Reproduce these records word for word, starting at the line that contains "Could you point out the parked" and ending at the final line of the records.
>> Start Source material
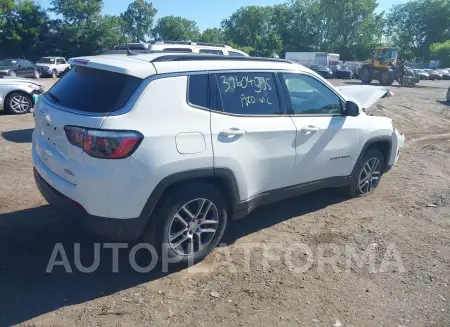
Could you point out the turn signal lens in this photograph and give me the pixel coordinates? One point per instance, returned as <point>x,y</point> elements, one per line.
<point>104,144</point>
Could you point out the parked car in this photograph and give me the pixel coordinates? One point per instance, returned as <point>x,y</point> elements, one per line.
<point>18,68</point>
<point>445,73</point>
<point>422,74</point>
<point>343,72</point>
<point>178,46</point>
<point>323,71</point>
<point>52,66</point>
<point>434,75</point>
<point>17,94</point>
<point>168,147</point>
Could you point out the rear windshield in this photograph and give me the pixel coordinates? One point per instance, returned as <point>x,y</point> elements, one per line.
>> End Source material
→ Exercise output
Could you point out the parked car in this photograph and give me the pixel coordinates? One point per instance, returned as <point>x,y</point> elements, one per line.
<point>18,68</point>
<point>445,73</point>
<point>422,74</point>
<point>343,72</point>
<point>178,46</point>
<point>323,71</point>
<point>52,66</point>
<point>434,75</point>
<point>17,94</point>
<point>168,147</point>
Could you point out the rear windshield in this photograph and give me the pixel coordinates? One point per instance, returned as <point>x,y</point> elements, one per line.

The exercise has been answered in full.